OPDRACHT 1 >> Geef alle rijen van de oefening hieronder opnieuw, met de verzoeken erbij. Vermenigvuldig daarbij elk getal in de antwoorden, de coördinaten, met 1,2 en rond af op hele getallen, halven naar boven; de getallen in de verzoeken en hun opmaakvoorbeelden laat je ongewijzigd.

TEKSTFRAGMENT >>
Hoi [klant] , het klopt dat er niets is verrekend in de afrekening. Ik laat deze opnieuw opzetten maar dan met if zonder het verschil van de aannemer?
In zijn sms-bericht van dezelfde datum aan [Bouwservice B.V.] reageert [klant] als volgt:

De aannemer is even een ander probleem waar ik duidelijkheid over moet krijgen met [de aannemer] . Als je de aanbetaling die is ontvangen, crediteert op de initiële rekening dan is dat OK”;
- [Bouwservice B.V.] schrijft in zijn e-mailbericht aan [klant] op 3 juni 2016:

Hallo [klant] , ben je d’r al uit?
Het handigst lijkt mij dat we het geheel aan jou berekenen en jij zelf met de aannemer verrekend natuurlijk minus het betaalde voorschot. Laat maar weten.”
[klant] reageert op dezelfde dag per e-mail:
“Beste [directeur] ,
[…] Ik ben trouwens nog altijd wachtende op de correctie van de reeds gemaakte aanbetaling van April vorig jaar. Kun je mij dit doen toekomen? c.q. de initiële factuur van 16K crediteren met dat bedrag?”
-[klant] bericht [Bouwservice B.V.] vervolgens bij e-mailbericht van 10 juni 2016:
“Beste [directeur] ,
Nog steeds geen correctie ontvangen voor de reeds betaalde gelden. Gaarne deze aanleveren.”
- op 11 juni 2016 reageert [directeur] als volgt:
“Hallo [klant] , ik maak alles in orde zodra je me aangeeft hoe je de kosten van de stukadoor gefactureerd wilt zien
[klant] reageert per e-mail van dezelfde datum:
“ [directeur] ,
Wat heeft de aanbetaling voor het schilderwerk te maken met het stukadoorswerk waar een dispuut over bestaat bij jou en [de aannemer] (…)
Ik verwacht een accurate facturering waarbij de aanbetaling van € 10.000 van April 2015 wordt verwerkt.”
e. Ook hebben partijen gecorrespondeerd over de afronding van de werkzaamheden:
- bij e-mailbericht van 17 april 2015 bericht [klant] aan [Bouwservice B.V.] :

Hallo [directeur] ,
Een paar voorbeelden van het bijgewerkte wat voor mijn gevoel nog niet akkoord is. Enkele plinten hebben nog plekjes waar de verflak heeft losgelaten. Kan jij hier een actie op uit zetten dat [de schilder] dit begin komende week oppakt daar vrijdag de verhuisdag is
Bij het mailbericht zijn foto’s gevoegd van het schilderwerk;
- in zijn e-mailbericht van 28 april 2015 aan [Bouwservice B.V.] , bericht [klant] :

Hallo [directeur] , hallo [persoon C] ,
Zoals met mijn vrouw en [Bouwservice B.V.] besproken, een overzicht van openstaande werkzaamheden. (…)

INVOERGEGEVENS OEFENING >>
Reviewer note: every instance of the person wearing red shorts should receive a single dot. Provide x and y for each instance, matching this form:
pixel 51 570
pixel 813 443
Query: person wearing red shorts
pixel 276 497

OPDRACHT 2 >> Kopieer uit het tekstfragment letterlijk het stuk dat begint bij "De aannemer is" en eindigt bij "d’r al uit?".

EINDANTWOORD 1 >>
Reviewer note: every instance of the person wearing red shorts should receive a single dot. Provide x and y for each instance, matching this form:
pixel 51 570
pixel 813 443
Query: person wearing red shorts
pixel 331 596

EINDANTWOORD 2 >>
De aannemer is even een ander probleem waar ik duidelijkheid over moet krijgen met [de aannemer] . Als je de aanbetaling die is ontvangen, crediteert op de initiële rekening dan is dat OK”;
- [Bouwservice B.V.] schrijft in zijn e-mailbericht aan [klant] op 3 juni 2016:

Hallo [klant] , ben je d’r al uit?